**Problem description**: Write out the full listing exactly as given, minus the images.

**Records for this exercise**:
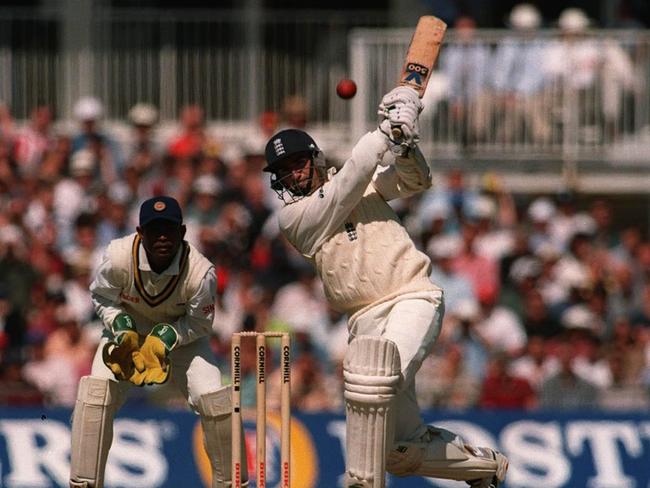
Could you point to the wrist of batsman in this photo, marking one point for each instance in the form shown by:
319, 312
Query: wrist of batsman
167, 334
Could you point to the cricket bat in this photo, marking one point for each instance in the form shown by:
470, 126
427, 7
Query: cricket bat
420, 57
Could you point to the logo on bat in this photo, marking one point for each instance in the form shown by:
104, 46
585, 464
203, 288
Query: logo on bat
415, 73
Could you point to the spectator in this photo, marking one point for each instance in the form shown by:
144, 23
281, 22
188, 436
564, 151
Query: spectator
34, 140
501, 389
519, 79
457, 288
565, 390
192, 139
593, 74
535, 364
143, 153
89, 112
466, 65
482, 271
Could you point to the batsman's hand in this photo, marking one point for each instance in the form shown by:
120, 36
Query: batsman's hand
151, 363
400, 108
118, 353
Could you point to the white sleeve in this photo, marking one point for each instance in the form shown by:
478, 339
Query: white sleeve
105, 292
197, 321
408, 176
308, 222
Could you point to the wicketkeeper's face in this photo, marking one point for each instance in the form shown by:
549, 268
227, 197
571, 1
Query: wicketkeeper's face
162, 239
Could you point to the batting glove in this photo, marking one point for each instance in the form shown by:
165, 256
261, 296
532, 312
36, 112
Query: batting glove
118, 353
400, 109
151, 363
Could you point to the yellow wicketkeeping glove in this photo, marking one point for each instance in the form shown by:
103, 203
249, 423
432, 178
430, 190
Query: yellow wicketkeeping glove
118, 353
151, 363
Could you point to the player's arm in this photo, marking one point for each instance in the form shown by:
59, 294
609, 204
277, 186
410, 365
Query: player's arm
199, 311
410, 174
105, 291
151, 361
310, 221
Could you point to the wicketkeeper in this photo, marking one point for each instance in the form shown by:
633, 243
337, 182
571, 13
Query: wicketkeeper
339, 218
155, 294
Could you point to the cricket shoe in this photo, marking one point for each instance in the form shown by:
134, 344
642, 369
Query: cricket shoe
500, 475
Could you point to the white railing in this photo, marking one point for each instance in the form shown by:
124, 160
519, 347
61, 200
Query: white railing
238, 64
495, 95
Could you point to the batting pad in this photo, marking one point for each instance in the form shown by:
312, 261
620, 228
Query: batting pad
372, 374
92, 431
440, 453
215, 409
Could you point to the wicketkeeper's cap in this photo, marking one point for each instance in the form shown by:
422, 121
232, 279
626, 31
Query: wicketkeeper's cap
287, 143
160, 208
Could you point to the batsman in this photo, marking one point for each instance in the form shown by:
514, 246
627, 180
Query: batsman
155, 294
339, 218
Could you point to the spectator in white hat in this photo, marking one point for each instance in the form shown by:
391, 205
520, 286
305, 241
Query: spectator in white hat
540, 215
74, 195
144, 152
442, 250
203, 211
599, 72
519, 80
89, 112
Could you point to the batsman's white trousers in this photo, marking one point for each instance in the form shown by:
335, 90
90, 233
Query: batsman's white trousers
412, 321
194, 371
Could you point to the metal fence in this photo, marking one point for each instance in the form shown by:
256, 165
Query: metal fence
235, 63
496, 95
238, 63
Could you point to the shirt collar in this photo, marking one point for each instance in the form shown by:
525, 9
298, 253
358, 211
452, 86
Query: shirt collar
172, 270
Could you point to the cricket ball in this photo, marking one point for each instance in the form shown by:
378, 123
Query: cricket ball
346, 88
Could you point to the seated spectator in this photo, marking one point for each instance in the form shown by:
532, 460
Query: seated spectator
626, 392
565, 390
446, 382
15, 390
192, 139
500, 389
34, 140
519, 80
89, 112
442, 250
535, 365
500, 327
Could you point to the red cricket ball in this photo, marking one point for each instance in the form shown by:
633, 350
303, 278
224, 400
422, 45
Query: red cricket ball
346, 88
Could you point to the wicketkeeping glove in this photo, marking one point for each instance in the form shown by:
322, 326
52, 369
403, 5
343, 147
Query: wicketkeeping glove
118, 353
400, 108
151, 363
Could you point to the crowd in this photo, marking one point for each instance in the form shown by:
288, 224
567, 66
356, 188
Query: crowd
547, 298
531, 87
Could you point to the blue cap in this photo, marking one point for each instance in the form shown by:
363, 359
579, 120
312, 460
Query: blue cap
160, 208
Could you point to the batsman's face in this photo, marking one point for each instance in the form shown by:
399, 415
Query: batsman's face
299, 176
162, 239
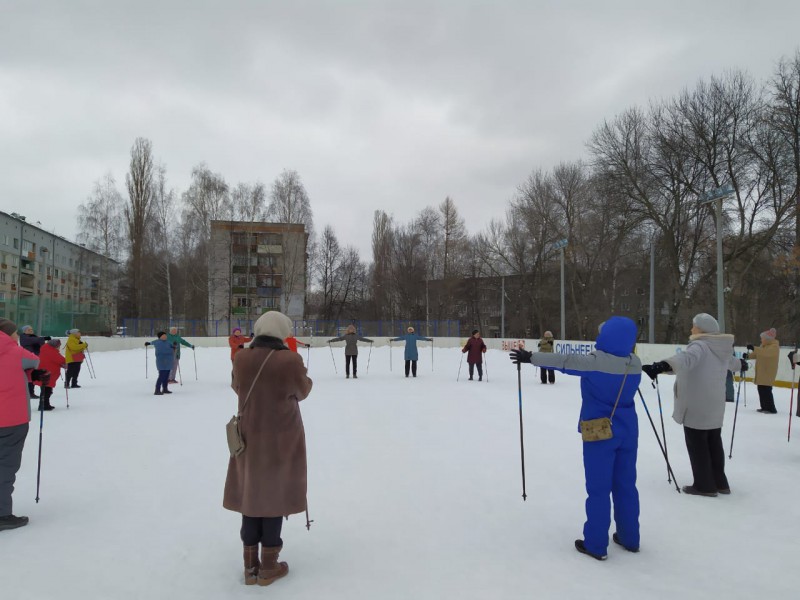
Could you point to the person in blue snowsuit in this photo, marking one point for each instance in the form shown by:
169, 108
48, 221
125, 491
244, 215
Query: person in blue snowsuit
411, 355
165, 356
612, 371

**Final answer**:
Could you point to the wrist of batsman in this photo, marking one point for each instance in the form shown by:
319, 312
Query: wrist of batsman
167, 334
Could you point to the cricket bat in this photo, marking one point for each instance in the form shown by:
470, 126
427, 7
Query: cricket bat
420, 57
Could you point to the logo on bat in this photo, marking one point for each instance in the form shown by:
104, 46
585, 464
203, 288
Query: logo on bat
415, 73
Could you point to the spectator in this photo, marking one point for each instance in the form shown by:
144, 23
281, 22
188, 436
564, 151
Query: spectator
34, 140
501, 389
519, 79
457, 288
565, 390
192, 139
593, 74
535, 364
143, 153
89, 112
466, 65
482, 271
Could you point to the batsman's hand in this photo, marking one point for each instance in the form shown by:
120, 36
Query: batsman's hand
151, 363
400, 108
118, 353
Could you point to the white sleeve in this photo, marking one point for each instance in the form shown by:
478, 339
Query: white sleeve
105, 292
197, 321
408, 176
308, 222
Could you point to the wicketkeeper's face in this photo, marking one point for each instance in the form shown by:
549, 268
227, 197
571, 1
Query: wicketkeeper's face
162, 239
Could you point to the batting glove in this photo, marking one point for each instance in the form shown by:
165, 256
261, 296
532, 312
36, 112
Query: batting glove
118, 353
400, 109
151, 363
Could you point to the yellow wicketkeeping glove in this photo, marking one point for each instance in the form shown by:
103, 203
249, 423
432, 178
430, 190
Query: yellow wicketkeeping glove
118, 353
151, 363
Could you point to the player's arm in this photo, marking one point for each instance in the form shown by:
59, 294
609, 204
277, 186
410, 365
Query: player's arm
199, 311
410, 174
105, 291
151, 361
310, 221
Could you point to the wicketkeeper in this photo, marking one point for each instance in the form shown by:
633, 243
337, 182
571, 13
Query: wicketkeeper
339, 218
155, 294
Could you point to the cricket shoe in this photo, marking one point for each instance in the form shown by:
134, 344
642, 369
Query: cricket shoe
500, 475
Could you point to the white railing in this photo, marking one point for each instance in the form shown by:
124, 160
519, 347
61, 200
Query: white railing
238, 64
495, 95
Could you point to the batting pad in this photo, marking one point for each instance in the form shown by:
312, 261
620, 228
Query: batting pad
372, 374
92, 431
440, 453
215, 409
Could you point to the wicketkeeper's cap in this photo, marking one point for each instance in the form shown by:
422, 121
232, 279
626, 31
Query: wicketkeeper's cap
287, 143
160, 208
Could you point to the batsman in this photo, marking one point for each instance in the form shown by:
514, 246
627, 180
Query: batsman
155, 294
339, 218
Could you point to the spectator in white hat in this photo, marking one point for each instance in the form shown by:
391, 205
520, 286
305, 241
Query: spectator in white hat
540, 215
74, 195
144, 152
442, 250
203, 211
599, 72
519, 80
89, 112
Could you point to the batsman's white trousers in this photo, marking one point for each instance in the form shown by:
335, 90
90, 233
Query: batsman's white trousers
412, 321
194, 371
Could you point to the metal fence in this photo, marking one point for each instance in the form shown by:
256, 165
Query: metal fence
235, 63
496, 95
238, 63
Could you point to the shirt collar in this photo, marking one point for each instance in the form shown by:
525, 9
298, 253
358, 211
452, 86
Query: shirt collar
172, 270
Could you point to the cricket ball in this photo, marking one point for each instance in the form shown by:
378, 123
Query: cricket ball
346, 88
Could you point to the seated spectator in this photo, marking one point for each instance in the form shown by:
532, 460
Query: seated spectator
626, 392
565, 390
446, 382
15, 390
192, 139
500, 389
34, 140
519, 80
89, 112
442, 250
535, 365
500, 327
Could you point to the red cricket ball in this photo, marking one point for each instance in the form shown by:
633, 350
303, 278
224, 400
422, 45
Query: red cricket ball
346, 88
Could you point to the wicketkeeping glove in this photo, marking one point for each instance in the form shown by:
322, 326
52, 369
403, 5
343, 147
Query: wicketkeeping glove
118, 353
400, 108
151, 363
Could you point to the crowd in this photo, marking one point for each instance in the form shown by:
288, 224
567, 66
356, 188
Query: crowd
547, 298
531, 87
Could you point to the blue cap in this photo, marking one point for each instance in the form shown by:
363, 359
579, 120
312, 460
Query: blue cap
160, 208
Could you point to the batsman's face in this photo, marking one point for each instance in the form shown by:
399, 415
Query: batsman's face
299, 176
162, 239
Could you point to the person in blue snowsuit in this photo, marking one point for each instance in the form shown by:
169, 108
48, 221
125, 491
244, 215
Query: person in blue snowsuit
411, 355
165, 356
612, 371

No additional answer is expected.